DIRECTIONS FOR THIS TASK> Copy out the rows starting at the line that contains "I bet you can't find the chopped" and ending at the line that contains "[496,325,640,361]", swapping "crumpled paper" for "folded paper" and leaving all else unchanged.

— START OF DATASET ROWS —

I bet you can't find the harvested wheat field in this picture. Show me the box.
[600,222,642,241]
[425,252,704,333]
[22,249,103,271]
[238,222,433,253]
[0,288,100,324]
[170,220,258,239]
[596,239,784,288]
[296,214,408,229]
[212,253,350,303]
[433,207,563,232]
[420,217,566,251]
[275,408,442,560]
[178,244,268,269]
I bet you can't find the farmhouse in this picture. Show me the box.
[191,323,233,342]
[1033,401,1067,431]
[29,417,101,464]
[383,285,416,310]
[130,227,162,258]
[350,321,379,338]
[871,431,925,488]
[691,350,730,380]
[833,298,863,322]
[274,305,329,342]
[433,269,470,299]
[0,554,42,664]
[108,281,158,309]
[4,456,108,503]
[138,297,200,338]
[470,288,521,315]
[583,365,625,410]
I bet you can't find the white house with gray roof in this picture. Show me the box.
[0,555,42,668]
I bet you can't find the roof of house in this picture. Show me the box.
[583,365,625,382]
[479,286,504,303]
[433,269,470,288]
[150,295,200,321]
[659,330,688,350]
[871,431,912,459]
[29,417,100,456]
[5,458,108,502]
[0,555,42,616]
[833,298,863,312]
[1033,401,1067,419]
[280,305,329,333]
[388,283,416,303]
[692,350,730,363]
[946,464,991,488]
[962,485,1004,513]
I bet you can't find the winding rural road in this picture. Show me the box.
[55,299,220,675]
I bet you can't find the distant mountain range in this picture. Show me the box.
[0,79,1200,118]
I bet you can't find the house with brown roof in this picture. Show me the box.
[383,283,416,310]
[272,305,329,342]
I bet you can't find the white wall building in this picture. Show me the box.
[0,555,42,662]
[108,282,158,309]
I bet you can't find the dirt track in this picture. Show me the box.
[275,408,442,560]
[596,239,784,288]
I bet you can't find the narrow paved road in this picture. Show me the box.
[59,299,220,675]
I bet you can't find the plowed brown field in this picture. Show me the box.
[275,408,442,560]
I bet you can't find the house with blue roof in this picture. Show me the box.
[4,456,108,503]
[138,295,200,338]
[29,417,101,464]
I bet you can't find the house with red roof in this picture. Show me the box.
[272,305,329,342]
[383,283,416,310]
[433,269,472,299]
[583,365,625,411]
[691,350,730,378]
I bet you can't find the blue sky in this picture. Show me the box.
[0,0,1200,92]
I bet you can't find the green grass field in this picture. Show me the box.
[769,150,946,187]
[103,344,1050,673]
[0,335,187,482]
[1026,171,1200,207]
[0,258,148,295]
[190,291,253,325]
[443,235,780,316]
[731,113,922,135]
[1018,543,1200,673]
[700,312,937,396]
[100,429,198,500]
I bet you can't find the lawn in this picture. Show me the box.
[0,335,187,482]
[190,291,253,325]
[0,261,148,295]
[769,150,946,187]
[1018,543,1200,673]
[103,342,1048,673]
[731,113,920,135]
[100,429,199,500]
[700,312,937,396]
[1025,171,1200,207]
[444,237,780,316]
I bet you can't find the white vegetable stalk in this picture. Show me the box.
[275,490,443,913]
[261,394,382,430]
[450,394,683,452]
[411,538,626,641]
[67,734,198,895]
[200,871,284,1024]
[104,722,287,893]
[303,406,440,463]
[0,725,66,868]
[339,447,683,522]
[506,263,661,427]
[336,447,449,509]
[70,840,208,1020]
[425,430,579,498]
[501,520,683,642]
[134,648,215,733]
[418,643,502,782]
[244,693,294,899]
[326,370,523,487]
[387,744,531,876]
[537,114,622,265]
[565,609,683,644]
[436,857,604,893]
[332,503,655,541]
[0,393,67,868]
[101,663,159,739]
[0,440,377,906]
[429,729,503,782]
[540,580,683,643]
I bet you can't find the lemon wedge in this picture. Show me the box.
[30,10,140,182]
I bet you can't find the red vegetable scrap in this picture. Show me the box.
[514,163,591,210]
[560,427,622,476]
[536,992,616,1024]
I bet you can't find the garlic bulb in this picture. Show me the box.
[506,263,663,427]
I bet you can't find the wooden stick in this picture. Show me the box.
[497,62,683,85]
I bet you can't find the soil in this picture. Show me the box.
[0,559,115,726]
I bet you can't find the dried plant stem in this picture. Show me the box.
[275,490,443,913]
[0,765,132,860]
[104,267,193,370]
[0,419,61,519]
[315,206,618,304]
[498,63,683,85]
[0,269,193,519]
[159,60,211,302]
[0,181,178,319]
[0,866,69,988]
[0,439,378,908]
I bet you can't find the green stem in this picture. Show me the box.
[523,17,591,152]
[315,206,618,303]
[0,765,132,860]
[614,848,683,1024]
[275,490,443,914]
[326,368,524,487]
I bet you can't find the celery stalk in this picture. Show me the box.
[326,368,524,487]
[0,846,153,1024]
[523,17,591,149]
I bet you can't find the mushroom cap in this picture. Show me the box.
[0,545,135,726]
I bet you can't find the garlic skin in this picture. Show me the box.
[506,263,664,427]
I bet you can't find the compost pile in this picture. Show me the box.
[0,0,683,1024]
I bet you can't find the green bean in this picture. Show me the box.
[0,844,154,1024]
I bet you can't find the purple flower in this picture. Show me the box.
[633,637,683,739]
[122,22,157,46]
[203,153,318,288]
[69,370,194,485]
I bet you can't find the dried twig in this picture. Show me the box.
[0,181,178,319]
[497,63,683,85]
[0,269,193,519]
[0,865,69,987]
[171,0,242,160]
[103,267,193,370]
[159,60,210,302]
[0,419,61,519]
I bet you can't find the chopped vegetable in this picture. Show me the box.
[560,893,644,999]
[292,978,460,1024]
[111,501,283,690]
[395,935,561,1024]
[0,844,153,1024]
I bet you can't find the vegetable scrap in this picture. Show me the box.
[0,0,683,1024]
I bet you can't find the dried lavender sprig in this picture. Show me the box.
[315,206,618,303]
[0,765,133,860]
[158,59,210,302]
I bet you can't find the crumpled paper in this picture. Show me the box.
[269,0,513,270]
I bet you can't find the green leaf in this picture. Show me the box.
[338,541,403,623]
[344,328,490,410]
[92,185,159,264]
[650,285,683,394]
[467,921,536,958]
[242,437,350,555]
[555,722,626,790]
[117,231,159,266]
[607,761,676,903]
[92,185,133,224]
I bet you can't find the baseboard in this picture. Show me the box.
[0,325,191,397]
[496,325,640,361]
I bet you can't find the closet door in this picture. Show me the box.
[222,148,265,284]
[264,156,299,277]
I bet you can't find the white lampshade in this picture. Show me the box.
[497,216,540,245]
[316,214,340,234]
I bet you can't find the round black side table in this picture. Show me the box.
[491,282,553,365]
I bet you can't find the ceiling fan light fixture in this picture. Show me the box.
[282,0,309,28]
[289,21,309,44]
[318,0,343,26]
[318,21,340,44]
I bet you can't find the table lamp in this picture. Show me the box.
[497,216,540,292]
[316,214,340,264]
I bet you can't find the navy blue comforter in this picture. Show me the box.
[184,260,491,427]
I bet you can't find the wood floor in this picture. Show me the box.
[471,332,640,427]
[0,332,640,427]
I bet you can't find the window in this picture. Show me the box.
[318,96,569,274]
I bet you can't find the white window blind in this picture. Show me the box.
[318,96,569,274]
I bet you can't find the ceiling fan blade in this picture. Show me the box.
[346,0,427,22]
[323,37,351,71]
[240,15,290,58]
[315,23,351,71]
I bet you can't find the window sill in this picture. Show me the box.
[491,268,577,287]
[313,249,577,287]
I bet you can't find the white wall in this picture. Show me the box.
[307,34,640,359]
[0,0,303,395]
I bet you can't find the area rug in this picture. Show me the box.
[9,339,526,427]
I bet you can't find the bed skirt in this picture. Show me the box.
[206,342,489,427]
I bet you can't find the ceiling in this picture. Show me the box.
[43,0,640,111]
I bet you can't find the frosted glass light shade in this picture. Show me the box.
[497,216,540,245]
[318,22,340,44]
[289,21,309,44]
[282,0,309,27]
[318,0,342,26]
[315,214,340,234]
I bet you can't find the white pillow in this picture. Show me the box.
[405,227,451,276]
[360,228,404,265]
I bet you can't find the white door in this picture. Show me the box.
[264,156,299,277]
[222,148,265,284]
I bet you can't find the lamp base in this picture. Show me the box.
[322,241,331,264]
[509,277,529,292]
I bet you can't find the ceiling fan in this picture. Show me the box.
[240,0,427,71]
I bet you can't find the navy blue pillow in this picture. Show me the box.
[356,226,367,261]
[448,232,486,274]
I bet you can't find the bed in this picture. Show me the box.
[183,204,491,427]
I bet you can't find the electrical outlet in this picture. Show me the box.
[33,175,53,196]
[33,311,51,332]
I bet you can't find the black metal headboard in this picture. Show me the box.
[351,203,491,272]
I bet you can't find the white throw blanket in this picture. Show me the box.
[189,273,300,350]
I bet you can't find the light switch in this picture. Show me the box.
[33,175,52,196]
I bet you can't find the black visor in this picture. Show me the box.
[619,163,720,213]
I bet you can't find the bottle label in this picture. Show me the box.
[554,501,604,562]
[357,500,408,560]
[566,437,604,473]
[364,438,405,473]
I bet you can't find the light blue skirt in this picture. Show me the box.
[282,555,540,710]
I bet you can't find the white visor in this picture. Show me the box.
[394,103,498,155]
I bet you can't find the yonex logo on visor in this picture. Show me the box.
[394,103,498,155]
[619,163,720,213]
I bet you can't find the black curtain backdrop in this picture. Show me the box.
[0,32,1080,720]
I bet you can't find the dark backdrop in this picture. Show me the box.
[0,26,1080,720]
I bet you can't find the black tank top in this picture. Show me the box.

— END OF DATASET ROWS —

FINAL RESULT>
I bet you can't find the chopped vegetable in this picture. Show me the box.
[560,893,644,999]
[292,978,460,1024]
[111,501,283,690]
[395,935,561,1024]
[0,844,153,1024]
I bet you can't find the vegetable scrap in this picture. Show me the box.
[0,0,683,1024]
I bet you can't find the dried lavender sprig in this picture. Show me the box.
[315,206,618,303]
[0,765,133,860]
[158,59,210,302]
I bet you can't find the folded paper in this picture. Show me the box.
[269,0,513,270]
I bet you can't find the green leaf in this picture. Show me the box.
[338,541,403,623]
[344,328,490,410]
[92,185,159,264]
[650,285,683,394]
[467,921,536,958]
[242,437,350,555]
[555,722,626,790]
[117,231,159,266]
[607,761,676,903]
[92,185,133,224]
I bet you can't find the baseboard in this picture. Show me the box.
[0,325,191,397]
[496,325,640,361]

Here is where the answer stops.